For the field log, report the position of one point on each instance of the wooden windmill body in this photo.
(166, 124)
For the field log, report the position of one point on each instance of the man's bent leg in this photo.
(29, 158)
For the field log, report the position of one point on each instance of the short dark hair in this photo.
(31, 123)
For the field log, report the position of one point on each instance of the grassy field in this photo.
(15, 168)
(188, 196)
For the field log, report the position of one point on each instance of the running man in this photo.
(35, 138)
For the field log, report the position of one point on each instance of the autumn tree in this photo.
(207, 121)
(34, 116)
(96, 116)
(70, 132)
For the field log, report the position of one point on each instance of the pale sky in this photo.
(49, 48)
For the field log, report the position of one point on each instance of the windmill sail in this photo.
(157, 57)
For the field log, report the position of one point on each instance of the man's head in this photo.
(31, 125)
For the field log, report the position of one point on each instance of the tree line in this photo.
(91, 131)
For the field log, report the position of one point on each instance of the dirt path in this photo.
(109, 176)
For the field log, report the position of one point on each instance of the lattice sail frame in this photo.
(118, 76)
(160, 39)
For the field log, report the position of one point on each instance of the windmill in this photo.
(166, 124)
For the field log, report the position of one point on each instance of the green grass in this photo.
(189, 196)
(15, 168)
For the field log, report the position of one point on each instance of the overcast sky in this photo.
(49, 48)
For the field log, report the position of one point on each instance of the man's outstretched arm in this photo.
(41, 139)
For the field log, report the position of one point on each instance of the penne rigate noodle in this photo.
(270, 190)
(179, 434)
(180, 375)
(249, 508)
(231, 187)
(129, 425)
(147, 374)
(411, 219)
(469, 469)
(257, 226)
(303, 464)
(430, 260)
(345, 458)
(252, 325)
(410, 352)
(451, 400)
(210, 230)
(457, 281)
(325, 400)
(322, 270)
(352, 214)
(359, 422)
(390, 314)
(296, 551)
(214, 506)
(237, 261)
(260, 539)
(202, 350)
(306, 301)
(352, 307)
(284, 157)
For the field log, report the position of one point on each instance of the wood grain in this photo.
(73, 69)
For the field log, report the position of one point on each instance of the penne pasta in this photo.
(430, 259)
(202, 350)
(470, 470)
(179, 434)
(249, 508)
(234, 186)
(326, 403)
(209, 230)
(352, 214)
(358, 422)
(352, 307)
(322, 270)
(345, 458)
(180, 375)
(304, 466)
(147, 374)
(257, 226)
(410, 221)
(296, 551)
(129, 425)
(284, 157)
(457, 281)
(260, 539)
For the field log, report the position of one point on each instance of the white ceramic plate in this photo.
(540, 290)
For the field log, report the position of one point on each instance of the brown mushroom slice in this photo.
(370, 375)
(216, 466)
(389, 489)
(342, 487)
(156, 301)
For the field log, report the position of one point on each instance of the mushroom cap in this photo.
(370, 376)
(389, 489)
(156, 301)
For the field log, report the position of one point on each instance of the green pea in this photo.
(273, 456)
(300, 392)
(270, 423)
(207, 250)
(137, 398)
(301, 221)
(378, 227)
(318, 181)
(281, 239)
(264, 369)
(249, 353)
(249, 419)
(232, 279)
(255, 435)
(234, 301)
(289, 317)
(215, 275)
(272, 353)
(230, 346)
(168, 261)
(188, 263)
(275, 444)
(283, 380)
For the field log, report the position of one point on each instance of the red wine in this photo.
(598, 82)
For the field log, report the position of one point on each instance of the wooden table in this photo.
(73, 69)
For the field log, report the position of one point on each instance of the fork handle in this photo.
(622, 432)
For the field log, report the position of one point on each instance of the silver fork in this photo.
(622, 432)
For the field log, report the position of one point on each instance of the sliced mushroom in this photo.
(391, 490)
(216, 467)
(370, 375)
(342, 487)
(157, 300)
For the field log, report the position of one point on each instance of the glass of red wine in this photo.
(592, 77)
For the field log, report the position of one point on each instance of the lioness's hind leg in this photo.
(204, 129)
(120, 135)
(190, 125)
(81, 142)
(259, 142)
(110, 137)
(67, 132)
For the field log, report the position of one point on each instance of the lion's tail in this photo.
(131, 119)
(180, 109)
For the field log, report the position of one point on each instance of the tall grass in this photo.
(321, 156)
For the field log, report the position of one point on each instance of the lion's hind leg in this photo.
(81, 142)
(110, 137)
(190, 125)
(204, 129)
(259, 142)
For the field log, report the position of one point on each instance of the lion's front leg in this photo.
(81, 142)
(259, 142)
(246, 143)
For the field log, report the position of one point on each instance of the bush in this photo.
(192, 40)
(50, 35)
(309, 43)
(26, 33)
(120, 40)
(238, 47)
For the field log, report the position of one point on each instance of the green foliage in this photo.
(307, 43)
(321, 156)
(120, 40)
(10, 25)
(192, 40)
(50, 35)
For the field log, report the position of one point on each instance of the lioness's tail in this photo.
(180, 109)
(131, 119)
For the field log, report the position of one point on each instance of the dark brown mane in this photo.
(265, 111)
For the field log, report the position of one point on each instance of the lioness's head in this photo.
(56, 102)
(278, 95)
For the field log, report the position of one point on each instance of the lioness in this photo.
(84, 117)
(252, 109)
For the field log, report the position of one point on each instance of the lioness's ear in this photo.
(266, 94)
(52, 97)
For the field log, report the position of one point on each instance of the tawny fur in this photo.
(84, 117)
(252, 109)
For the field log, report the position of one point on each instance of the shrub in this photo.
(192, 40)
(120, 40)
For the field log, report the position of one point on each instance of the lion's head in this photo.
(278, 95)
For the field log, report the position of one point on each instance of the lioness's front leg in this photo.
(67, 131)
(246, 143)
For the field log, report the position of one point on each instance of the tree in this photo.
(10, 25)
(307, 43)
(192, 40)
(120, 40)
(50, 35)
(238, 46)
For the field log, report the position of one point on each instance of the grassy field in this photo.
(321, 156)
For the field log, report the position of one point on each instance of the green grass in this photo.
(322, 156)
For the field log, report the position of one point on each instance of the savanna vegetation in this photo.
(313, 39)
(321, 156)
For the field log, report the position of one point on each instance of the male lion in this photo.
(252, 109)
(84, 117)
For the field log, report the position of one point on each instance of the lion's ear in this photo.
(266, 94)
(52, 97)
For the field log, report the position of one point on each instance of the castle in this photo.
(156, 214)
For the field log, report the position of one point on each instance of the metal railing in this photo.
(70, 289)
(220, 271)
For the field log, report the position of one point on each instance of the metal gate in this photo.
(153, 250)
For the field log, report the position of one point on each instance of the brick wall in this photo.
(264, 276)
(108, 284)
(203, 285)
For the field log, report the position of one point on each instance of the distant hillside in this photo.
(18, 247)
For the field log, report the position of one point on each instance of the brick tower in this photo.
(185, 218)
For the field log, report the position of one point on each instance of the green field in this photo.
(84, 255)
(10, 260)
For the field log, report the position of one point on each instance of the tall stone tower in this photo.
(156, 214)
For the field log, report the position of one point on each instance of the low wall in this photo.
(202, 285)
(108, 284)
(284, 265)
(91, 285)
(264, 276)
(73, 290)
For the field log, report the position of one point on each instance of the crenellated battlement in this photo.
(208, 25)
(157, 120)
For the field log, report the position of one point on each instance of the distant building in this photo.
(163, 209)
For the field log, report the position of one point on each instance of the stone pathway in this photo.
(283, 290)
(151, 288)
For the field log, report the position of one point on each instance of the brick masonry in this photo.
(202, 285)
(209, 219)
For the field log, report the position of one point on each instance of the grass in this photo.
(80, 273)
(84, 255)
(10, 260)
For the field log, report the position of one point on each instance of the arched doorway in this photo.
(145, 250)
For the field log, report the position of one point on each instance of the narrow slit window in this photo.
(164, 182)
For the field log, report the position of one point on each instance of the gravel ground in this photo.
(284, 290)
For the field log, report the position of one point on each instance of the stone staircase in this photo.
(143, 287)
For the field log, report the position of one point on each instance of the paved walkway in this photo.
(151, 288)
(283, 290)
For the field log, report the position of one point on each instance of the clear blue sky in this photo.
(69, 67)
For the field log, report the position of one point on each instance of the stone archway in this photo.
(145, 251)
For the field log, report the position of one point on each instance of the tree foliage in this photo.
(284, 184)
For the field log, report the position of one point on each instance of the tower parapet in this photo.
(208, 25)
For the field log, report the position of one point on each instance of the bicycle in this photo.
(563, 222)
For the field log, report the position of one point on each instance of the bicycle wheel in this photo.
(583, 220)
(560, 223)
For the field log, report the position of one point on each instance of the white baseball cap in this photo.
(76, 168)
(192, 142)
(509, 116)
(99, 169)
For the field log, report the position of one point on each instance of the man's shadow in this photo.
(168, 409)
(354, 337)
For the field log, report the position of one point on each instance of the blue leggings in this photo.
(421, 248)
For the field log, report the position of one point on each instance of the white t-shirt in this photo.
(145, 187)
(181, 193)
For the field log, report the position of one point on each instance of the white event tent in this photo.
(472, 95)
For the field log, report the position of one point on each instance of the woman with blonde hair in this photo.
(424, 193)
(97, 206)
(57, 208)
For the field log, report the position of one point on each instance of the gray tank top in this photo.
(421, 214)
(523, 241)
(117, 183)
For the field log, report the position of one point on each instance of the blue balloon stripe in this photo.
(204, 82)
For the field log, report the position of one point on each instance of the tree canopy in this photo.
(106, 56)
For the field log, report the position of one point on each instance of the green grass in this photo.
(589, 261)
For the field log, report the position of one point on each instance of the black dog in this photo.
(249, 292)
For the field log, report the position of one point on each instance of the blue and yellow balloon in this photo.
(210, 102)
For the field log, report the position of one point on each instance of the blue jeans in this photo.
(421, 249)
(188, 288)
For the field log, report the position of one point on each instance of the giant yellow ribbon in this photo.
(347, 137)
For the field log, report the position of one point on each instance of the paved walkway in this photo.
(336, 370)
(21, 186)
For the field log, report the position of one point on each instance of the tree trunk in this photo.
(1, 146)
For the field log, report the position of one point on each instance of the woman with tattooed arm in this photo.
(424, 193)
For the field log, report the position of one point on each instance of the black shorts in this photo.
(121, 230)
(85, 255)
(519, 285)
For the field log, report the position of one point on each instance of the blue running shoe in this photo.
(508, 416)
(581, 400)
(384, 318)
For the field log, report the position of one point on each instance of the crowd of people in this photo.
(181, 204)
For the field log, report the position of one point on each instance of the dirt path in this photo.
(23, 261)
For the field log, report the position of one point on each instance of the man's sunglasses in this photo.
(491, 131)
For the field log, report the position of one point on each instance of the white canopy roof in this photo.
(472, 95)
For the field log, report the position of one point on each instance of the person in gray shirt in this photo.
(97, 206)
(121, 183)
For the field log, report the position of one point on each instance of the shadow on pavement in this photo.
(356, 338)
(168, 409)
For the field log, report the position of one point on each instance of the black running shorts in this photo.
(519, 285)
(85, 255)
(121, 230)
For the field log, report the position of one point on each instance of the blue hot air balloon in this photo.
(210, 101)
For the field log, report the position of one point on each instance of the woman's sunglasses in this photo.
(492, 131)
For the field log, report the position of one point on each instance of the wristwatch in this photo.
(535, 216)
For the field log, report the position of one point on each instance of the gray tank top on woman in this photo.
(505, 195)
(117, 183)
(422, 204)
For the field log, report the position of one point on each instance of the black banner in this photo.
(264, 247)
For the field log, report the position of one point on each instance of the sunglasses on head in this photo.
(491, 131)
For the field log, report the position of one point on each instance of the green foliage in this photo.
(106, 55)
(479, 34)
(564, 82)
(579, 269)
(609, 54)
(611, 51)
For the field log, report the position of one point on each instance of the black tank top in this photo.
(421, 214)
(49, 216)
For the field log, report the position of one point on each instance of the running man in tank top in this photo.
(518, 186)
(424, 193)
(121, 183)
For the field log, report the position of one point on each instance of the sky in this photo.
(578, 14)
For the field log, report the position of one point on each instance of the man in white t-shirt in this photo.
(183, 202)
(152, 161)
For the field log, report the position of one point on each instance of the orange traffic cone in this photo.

» **Do this**
Give back exactly the lines running from the line containing "gray shirt in this photo." through the end of the material above, both included, and nothing beyond them.

» **Finished answer**
For the field log, report the position of one point on each instance of the person in gray shirt in this photo.
(97, 206)
(121, 183)
For the field log, report the position of one point on each instance of the shadow on pavement in this photo.
(356, 338)
(168, 409)
For the field log, report the position of one point on each instance of the black running shorts in this photo.
(519, 285)
(85, 255)
(121, 230)
For the field log, report the position of one point on each instance of the blue hot air balloon in this photo.
(210, 101)
For the field log, report the position of one point on each instance of the woman's sunglasses in this photo.
(492, 131)
For the field log, report the position of one point on each instance of the wristwatch in this photo.
(535, 216)
For the field log, report the position of one point on each instance of the gray tank top on woman in this photo.
(505, 195)
(117, 183)
(422, 204)
For the field log, report the position of one point on each instance of the black banner in this photo.
(264, 247)
For the field log, report the position of one point on each instance of the sunglasses on head in this photo.
(491, 131)
For the field log, report the position of one point on each instance of the green foliage in this photo.
(106, 55)
(479, 34)
(564, 82)
(579, 269)
(609, 54)
(611, 51)
For the field log, report the position of one point on each instance of the black tank top in this photo.
(421, 214)
(49, 216)
For the field log, report the position of one point on each instance of the running man in tank top in this photo.
(518, 186)
(424, 193)
(121, 183)
For the field log, report the position of one point on each instance of the sky in this photo.
(578, 14)
For the field log, report the position of one point on each instance of the man in white t-shirt in this photo.
(183, 202)
(152, 161)
For the field log, report the position of one point on each instance of the orange traffic cone in this photo.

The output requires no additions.